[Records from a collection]
▽

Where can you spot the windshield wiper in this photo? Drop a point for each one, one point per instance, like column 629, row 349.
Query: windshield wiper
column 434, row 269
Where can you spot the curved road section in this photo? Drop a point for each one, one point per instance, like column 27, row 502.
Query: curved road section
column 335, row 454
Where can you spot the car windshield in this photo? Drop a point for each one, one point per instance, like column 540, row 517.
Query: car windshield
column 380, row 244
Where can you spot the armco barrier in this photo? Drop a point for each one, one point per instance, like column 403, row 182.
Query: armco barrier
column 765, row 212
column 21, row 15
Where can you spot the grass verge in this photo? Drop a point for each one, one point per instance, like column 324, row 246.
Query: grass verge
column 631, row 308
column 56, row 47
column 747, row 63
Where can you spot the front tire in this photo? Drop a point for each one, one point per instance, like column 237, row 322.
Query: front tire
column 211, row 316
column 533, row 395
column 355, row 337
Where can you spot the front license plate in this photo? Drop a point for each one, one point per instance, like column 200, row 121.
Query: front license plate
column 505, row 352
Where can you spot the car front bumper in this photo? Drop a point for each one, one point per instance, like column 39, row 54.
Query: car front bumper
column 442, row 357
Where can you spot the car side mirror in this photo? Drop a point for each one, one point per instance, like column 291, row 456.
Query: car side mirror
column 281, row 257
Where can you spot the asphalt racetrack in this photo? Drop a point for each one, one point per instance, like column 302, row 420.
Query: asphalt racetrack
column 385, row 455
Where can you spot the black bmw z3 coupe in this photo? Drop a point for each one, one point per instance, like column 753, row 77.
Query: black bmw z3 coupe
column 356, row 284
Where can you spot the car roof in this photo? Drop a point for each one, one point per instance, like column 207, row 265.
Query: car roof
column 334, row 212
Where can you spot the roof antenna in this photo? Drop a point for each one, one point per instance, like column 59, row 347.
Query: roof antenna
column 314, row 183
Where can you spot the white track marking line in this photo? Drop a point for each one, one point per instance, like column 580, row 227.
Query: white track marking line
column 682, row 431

△

**WORK TO BE COMPLETED**
Print out the stretch of the data from its first line through the line that contains "column 505, row 352", keeping both ends and changing nothing.

**COMPLETED TASK**
Where can you spot the windshield wiper in this photo? Drop a point for each one, one point per instance, like column 629, row 349.
Query: windshield wiper
column 434, row 269
Where can you spot the curved road section in this photo? Drop a point for each one, one point per instance, like column 27, row 502.
Query: curved road section
column 335, row 454
Where can you spot the car windshield in this photo? Drop a point for each one, one point per instance, like column 540, row 517.
Query: car windshield
column 380, row 244
Where can you spot the armco barrier in this photo? Drop a point for each one, one point per instance, like column 403, row 182.
Query: armco barrier
column 765, row 212
column 21, row 15
Where can you spot the grass verge in this photo? Drop a point for each one, one point per instance, like column 324, row 246.
Query: grass verge
column 631, row 308
column 56, row 47
column 747, row 63
Where can you spot the front tire in this photo? Drop a point for each one, one point per instance, like column 237, row 322.
Query: front tire
column 211, row 316
column 533, row 395
column 355, row 337
Where can you spot the front license plate in this photo? Drop a point for each one, one point per instance, like column 200, row 121.
Query: front license plate
column 505, row 352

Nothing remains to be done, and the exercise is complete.